[[ Given records open ]]
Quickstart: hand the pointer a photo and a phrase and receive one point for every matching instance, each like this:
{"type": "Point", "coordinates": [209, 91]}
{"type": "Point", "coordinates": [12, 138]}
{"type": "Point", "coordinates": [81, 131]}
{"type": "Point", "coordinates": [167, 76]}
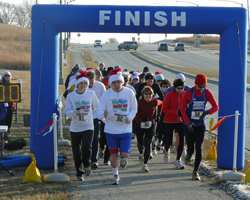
[[ Given records closed ]]
▶ [What to do] Print all of the entries word for word. Omit the pictures they contain.

▶ [Response]
Quickstart: hand the pointer a photo and a phrase and receive one point for every matching instance, each like this:
{"type": "Point", "coordinates": [209, 91]}
{"type": "Point", "coordinates": [12, 138]}
{"type": "Point", "coordinates": [81, 131]}
{"type": "Point", "coordinates": [167, 76]}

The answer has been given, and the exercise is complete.